## The exercise
Could you copy the listing below line for line, without the pictures?

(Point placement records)
+-------+

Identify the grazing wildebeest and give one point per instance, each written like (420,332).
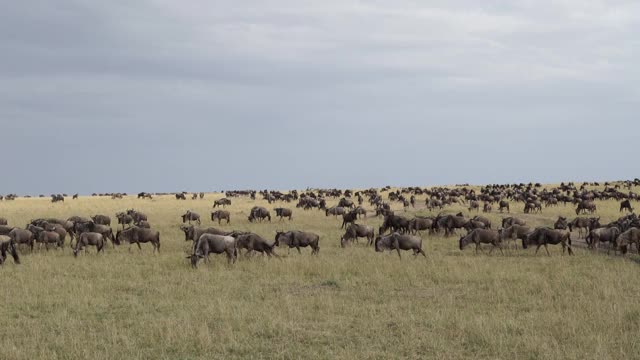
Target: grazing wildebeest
(608,234)
(626,205)
(216,244)
(254,242)
(8,245)
(297,239)
(90,226)
(561,223)
(586,206)
(283,213)
(514,232)
(192,232)
(398,242)
(190,216)
(631,236)
(124,219)
(22,236)
(349,218)
(138,235)
(503,205)
(355,231)
(335,211)
(419,223)
(543,236)
(89,239)
(221,215)
(259,213)
(101,219)
(482,236)
(221,202)
(506,222)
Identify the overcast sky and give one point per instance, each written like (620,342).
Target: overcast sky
(208,95)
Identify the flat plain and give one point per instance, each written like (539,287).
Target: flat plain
(345,303)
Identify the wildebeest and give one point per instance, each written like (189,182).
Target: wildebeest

+-------+

## Final answer
Identify the grazing wildebeest and give one point per instance, each written like (420,332).
Target: grazing wildebeest
(608,234)
(626,205)
(216,244)
(254,242)
(8,245)
(297,239)
(90,226)
(561,223)
(586,206)
(283,213)
(514,232)
(192,232)
(398,242)
(190,216)
(631,236)
(124,219)
(22,236)
(349,218)
(138,235)
(503,205)
(355,231)
(335,211)
(419,223)
(543,236)
(89,239)
(221,215)
(259,213)
(101,219)
(482,236)
(221,202)
(506,222)
Identify the overcast sky and give one point per instance, each written like (620,342).
Target: overcast sky
(208,95)
Identify the flat plain and give one point per instance, each written like (539,287).
Target: flat plain
(345,303)
Identify the wildebeest and give one point per instance, each written like (189,182).
Target: wildebeest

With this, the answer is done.